TASK: Give the lines of the data below as a JSON list of strings, one string per line with blank lines omitted, starting with the line containing "Locate the overcast" and continuing through the end of the data.
==============================
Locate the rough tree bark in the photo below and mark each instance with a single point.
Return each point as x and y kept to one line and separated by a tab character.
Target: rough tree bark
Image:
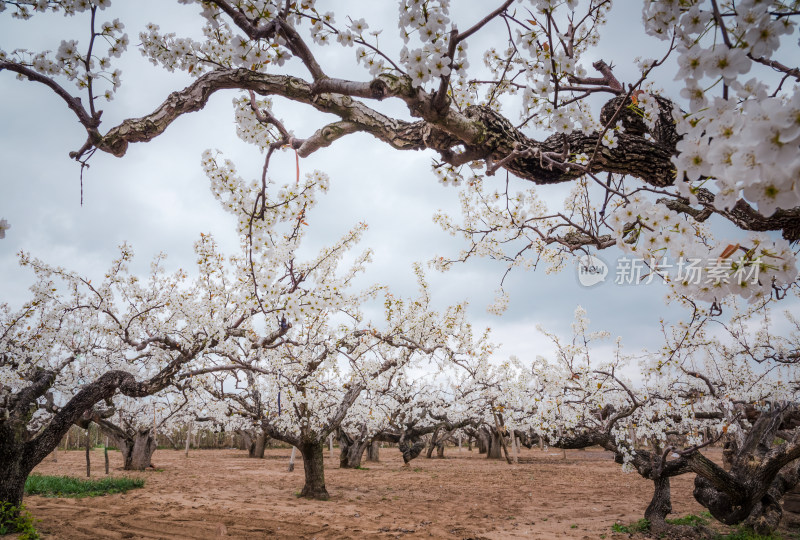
137	448
352	449
21	450
313	464
373	451
761	472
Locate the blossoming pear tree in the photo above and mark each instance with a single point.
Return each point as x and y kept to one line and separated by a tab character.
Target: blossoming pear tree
301	392
738	386
77	343
650	166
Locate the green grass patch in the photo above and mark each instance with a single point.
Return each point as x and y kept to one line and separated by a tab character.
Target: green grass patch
642	525
691	520
17	520
67	486
747	534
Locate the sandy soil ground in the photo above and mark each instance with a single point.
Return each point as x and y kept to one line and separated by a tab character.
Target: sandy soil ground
223	493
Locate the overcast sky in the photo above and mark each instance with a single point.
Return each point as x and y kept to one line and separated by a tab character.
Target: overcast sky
157	199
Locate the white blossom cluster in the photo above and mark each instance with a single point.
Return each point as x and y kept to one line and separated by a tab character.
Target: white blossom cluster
654	232
748	142
84	69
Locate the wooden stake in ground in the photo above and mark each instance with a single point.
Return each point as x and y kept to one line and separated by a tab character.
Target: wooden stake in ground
514	447
188	438
88	463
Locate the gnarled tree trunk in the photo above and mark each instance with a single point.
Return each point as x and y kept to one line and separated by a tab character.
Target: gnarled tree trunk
495	450
352	449
257	445
313	464
137	449
373	451
660	506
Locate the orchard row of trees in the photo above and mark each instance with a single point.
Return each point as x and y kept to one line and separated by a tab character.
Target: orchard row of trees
274	340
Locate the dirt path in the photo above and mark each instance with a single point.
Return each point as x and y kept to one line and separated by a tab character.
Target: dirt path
217	493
==============================
FULL ANSWER:
[
  "Locate the overcast sky in the photo above and mark each instance with a single point.",
  "Return each point as x and y kept to one line and separated by a tab character.",
  "Target: overcast sky",
  "157\t199",
  "Locate the white blossom cluster in the photo above and mark each instance with a single point.",
  "Return each point as x and y kept to one line and separated by a tab character.",
  "Target: white blossom cluster",
  "654\t232",
  "748\t142",
  "84\t69",
  "Locate the wooden stake in ground in the photo above and mark each instance with a single point.",
  "Return each point as x and y kept to one line and separated by a tab character.",
  "Target: wooden stake in ground",
  "514\t447",
  "188\t438",
  "88\t463",
  "Locate the gnarled tree trunk in the photo above and mark each instance with a single point.",
  "Return each point as x and y kept to one line and separated by a tab character.",
  "Target: gnarled tree trunk",
  "495\t450",
  "352\t449",
  "257\t445",
  "313\t464",
  "137\t449",
  "373\t451",
  "660\t506",
  "Locate the orchard row of trees in the photo above and mark each instance with a single point.",
  "Return each point as x and y kept to one line and separated by a tab character.",
  "Target: orchard row of trees",
  "274\t340",
  "Locate the dirt path in the photo above and mark each instance with a single point.",
  "Return each point as x and y kept to one line and separated by a tab character.",
  "Target: dirt path",
  "217\t493"
]